━━ SOURCE DATA

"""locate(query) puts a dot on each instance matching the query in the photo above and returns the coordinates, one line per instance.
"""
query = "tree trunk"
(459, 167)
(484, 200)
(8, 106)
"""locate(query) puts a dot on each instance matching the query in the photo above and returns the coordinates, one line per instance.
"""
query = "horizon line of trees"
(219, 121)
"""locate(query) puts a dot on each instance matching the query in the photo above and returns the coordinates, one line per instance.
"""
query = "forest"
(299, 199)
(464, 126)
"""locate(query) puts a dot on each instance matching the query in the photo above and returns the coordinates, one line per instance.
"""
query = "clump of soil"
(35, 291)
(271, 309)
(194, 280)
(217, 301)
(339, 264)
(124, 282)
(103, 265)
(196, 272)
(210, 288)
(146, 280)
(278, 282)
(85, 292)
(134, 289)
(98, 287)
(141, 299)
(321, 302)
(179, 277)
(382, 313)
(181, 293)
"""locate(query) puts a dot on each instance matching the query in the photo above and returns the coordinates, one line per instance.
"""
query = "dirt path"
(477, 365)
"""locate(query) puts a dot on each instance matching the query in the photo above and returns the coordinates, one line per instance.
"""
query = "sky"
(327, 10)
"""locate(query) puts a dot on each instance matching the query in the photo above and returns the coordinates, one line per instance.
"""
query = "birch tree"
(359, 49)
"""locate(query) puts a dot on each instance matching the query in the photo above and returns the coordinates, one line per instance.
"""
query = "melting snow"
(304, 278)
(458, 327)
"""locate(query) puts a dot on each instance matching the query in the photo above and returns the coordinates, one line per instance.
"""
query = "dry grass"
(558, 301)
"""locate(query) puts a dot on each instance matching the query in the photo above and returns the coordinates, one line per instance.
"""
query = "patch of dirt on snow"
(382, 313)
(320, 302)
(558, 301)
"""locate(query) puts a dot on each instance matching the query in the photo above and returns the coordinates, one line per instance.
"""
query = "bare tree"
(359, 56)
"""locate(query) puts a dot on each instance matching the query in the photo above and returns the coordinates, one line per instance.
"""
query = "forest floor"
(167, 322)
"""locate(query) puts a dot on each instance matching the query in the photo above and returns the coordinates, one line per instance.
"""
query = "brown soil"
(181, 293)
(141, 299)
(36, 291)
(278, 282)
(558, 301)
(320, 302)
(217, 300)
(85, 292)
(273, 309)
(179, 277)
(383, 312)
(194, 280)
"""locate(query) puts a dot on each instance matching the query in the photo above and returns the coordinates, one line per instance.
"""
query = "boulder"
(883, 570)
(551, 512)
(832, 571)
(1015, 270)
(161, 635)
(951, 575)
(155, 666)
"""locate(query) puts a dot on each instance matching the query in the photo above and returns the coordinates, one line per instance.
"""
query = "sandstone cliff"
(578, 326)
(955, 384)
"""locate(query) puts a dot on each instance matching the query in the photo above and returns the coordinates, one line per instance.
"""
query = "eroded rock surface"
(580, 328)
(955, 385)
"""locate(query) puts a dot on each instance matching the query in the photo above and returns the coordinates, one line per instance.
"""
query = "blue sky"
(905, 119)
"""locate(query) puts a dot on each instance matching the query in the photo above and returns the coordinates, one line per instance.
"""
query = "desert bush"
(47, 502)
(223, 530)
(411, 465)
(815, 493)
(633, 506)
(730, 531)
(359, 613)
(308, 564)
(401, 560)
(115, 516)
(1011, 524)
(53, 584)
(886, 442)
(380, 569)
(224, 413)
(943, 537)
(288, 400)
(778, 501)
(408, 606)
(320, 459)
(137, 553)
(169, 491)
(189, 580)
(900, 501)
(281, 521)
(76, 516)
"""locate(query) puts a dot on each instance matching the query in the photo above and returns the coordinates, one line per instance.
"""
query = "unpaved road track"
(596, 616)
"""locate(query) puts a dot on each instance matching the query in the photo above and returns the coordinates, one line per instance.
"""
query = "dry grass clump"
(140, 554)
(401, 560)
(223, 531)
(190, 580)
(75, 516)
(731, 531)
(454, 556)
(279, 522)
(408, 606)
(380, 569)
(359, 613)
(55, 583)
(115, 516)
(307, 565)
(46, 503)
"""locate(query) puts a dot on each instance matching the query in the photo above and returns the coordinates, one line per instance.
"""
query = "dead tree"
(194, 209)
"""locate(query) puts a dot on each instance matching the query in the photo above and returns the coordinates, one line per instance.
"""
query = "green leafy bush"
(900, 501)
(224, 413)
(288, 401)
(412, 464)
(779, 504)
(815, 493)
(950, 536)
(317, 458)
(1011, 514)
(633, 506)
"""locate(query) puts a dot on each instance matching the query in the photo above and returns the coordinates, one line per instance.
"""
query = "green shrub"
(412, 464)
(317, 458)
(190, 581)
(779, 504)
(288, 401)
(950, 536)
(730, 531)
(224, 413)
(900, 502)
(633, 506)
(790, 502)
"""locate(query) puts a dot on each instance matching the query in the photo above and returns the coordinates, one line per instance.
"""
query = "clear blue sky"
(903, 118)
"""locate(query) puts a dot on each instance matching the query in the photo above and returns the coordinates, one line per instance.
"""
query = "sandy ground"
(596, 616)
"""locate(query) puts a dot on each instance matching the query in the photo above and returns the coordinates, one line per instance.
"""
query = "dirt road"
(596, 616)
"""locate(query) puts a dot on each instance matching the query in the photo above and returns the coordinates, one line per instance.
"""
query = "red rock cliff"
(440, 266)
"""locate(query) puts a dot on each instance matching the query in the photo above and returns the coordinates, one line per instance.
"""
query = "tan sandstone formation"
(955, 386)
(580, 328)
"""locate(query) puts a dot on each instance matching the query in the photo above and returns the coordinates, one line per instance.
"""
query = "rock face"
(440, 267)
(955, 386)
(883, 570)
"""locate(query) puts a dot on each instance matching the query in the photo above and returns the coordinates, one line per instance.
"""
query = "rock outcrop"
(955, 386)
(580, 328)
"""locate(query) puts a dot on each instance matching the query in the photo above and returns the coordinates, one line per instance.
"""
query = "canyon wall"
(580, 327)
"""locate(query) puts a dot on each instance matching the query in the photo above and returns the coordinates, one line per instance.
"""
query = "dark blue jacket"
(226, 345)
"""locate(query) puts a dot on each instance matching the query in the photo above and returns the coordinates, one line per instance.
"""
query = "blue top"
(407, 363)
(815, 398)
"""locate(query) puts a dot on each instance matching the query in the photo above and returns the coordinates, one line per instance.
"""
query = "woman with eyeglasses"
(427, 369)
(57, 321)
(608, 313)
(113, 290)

━━━━

**WRITTEN EXERCISE**
Please find every line in the data above that contains the string "rock" and copy each one, matching case exactly.

**FINAL ANSWER**
query = "eroded rock surface"
query = "red rock cliff"
query = "rock face"
query = "rock outcrop"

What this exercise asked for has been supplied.